Extracted text:

KHN Morning Briefing

Summaries of health policy coverage from major news organizations

Accenture: Boom Ahead For Retail Health Clinics

According to the consulting firm Accenture, the number of retail clinics will likely double by the end of 2015 -- a trend fueled by the demand for care by consumers who will become insured under the health law. Meanwhile, the Fiscal Times examines why some physicians are choosing not to accept any health insurance.

The Associated Press/Washington Post: Accenture Predicts Growth Surge For Retail Health Clinics As Overhaul Adds Insured Patients
The number of retail health clinics that have been popping up in places like drugstores for years is expected to double by the end of 2015, according to the consulting firm Accenture. Accenture said in a report released Wednesday that a flood of newly insured patients from the national health care overhaul will help stoke demand for those clinics, which typically treat minor illnesses when a patient doesn’t have a doctor or the physician isn’t available (6/12).

Medpage Today: Boom Years Expected For Retail Clinics
The number of retail health clinics will double in the next 3 years, a prominent healthcare consulting firm said, citing a need for care for newly insured patients under the Affordable Care Act. Accenture projected the number of retail health clinics will grow at 25 percent to 30 percent annually in the coming years and roughly double in number, from 1,400 in 2012 to 2,800 in 2015 (Pittman, 6/12).

Available data:
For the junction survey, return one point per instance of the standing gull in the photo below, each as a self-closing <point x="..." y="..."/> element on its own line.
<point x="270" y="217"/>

Work task A: In the news briefing on retail health clinics, what annual growth rate did Accenture project for the number of clinics?
Work task B: Write the next part of the news briefing on retail health clinics, picking up after its last sentence.

Answer area A: 25 percent to 30 percent a year.

Answer area B:
The Fiscal Times: Why Docs Are Bailing Out Of Health Insurance
...Ironically, the multiplication of mandates and other regulations in the ACA on both private insurers and government-run programs like Medicare and Medicaid have more doctors opting out of the third-party-payer system altogether (Morrissey, 6/13).

Also in the news -

The Associated Press/Washington Post: Govt. Cautions Health-Related Schools About Possibly Discriminatory Enrollment Decisions
The federal government has cautioned the nation’s medical schools and other health-related schools that their enrollment decisions may be based on an incorrect understanding of the hepatitis B virus, resulting in discrimination. The government says updated recommendations from the Centers for Disease Control and Prevention dispel many myths associated with hepatitis B and provide guidance to health-related schools on managing students with the virus (6/12).